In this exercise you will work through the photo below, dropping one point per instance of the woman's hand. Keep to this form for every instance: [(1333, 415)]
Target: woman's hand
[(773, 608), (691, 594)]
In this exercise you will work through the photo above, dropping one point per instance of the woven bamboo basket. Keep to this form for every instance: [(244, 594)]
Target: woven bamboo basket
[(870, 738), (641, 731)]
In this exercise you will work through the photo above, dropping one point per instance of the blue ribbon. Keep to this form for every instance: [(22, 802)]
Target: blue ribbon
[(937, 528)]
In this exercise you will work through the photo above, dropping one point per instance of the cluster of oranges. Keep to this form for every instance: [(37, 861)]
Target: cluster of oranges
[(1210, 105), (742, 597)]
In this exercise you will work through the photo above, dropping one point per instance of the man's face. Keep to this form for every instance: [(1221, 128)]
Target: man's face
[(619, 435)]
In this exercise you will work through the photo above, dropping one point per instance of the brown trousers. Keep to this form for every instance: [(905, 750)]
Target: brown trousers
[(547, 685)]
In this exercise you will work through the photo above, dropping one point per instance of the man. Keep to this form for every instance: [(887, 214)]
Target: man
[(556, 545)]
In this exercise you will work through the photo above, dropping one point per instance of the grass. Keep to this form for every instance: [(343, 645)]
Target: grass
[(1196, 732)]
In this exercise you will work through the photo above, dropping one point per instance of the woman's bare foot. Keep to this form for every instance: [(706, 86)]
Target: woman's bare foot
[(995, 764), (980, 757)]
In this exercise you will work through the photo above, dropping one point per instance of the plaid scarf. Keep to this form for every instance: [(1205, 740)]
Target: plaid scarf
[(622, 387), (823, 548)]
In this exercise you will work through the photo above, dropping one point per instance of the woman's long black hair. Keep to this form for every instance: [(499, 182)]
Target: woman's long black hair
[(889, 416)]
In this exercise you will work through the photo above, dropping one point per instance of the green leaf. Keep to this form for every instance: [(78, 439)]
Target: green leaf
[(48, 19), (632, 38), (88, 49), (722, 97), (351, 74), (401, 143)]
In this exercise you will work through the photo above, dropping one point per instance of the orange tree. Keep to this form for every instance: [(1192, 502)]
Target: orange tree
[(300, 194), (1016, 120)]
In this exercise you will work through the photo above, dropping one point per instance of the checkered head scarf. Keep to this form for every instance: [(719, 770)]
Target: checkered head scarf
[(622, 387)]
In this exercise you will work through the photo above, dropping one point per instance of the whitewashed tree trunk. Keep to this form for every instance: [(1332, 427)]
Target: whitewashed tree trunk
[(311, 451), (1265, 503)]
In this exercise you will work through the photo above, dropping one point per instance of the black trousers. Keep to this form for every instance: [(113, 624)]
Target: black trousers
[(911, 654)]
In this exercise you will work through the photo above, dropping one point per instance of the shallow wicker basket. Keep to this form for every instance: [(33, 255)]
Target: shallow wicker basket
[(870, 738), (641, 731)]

▸ TASK TO COMPLETE: Repeat all of the entries exactly.

▸ EXERCISE RESULT:
In this exercise you will work through the photo below, dropping one point per instance of the woman's hand. Keep to this form for every instance: [(1333, 415)]
Target: woman's hand
[(773, 608), (691, 594)]
In this exercise you will work through the photo above, dropping one point per instance of the woven bamboo basket. Keep to this form for every instance: [(244, 594)]
Target: woven bamboo basket
[(870, 738), (641, 731)]
In this exercise you will work through the photo above, dropping one point per instance of the blue ribbon. Keep to this form for every instance: [(22, 802)]
Target: blue ribbon
[(937, 528)]
In this exercise you will work through the photo above, dropping one point per instance of the cluster of oranges. Keep to this form for every instance: [(37, 861)]
Target: cluster of oranges
[(1210, 105), (742, 597)]
In this exercise you will work through the photo above, dropping one point per instance of the man's face. Keep to this form for every instance: [(1221, 128)]
Target: man's face
[(619, 435)]
In this exercise you will work through the photo above, dropping one point per instance of the brown trousers. Keep to this form for every instance: [(905, 750)]
Target: brown trousers
[(547, 685)]
In this exercise you will work through the photo above, dropping one point per instance of the man. Keep to this form for every instance: [(887, 214)]
Target: man
[(556, 545)]
In this exercise you will work through the photo above, dropping one point per instance of the grass. Keep to this form for every instance: [(343, 645)]
Target: grass
[(1196, 732)]
In this exercise you will work through the photo above, dropping one point per instance of the woman's bare foot. Keep to this form for every instance: [(706, 86)]
Target: woman's bare foot
[(995, 764), (980, 757)]
In this exercise you will work through the photo above, dropping one point per instance of the plaid scarf. Keep to this form for every instance: [(1205, 740)]
Target: plaid scarf
[(622, 387), (823, 548)]
In this exercise you will work through the photo above, dropping one point per instance of the woman's long black hair. Keep to this form for every instance: [(499, 182)]
Target: woman's long black hair
[(889, 416)]
In this exercise you will work through the photo above, dropping one point per instance of the green leaf. Keep to this form for every instance: [(78, 439)]
Target: green leaf
[(48, 19), (632, 38), (88, 49), (722, 97), (351, 74), (401, 143)]
In this exercise you will work through the photo above, dropping one point per instance of the orange tree. Keep to this form for every instance: [(1192, 502)]
Target: orange tree
[(300, 194), (1016, 120)]
In this exercise you will work through the photo above, dropping one point per instance of the checkered head scarf. Keep to this form for every instance: [(719, 770)]
Target: checkered head scarf
[(622, 387)]
In this exercise you will work through the photo above, dropping one point per instance of the whitewashed tree trunk. Keep to this form for every instance: [(1332, 427)]
Target: whitewashed tree trunk
[(311, 451), (1265, 503)]
In this exercise you will work through the photo above, dropping one point per instance of the black trousers. Keep to this form for every instance: [(113, 624)]
Target: black trousers
[(911, 654)]
In this exercise you will work through the photo above, dropping one point per instance of the shallow wicker basket. Keep to this form for every instance: [(33, 255)]
Target: shallow wicker basket
[(870, 738), (641, 731)]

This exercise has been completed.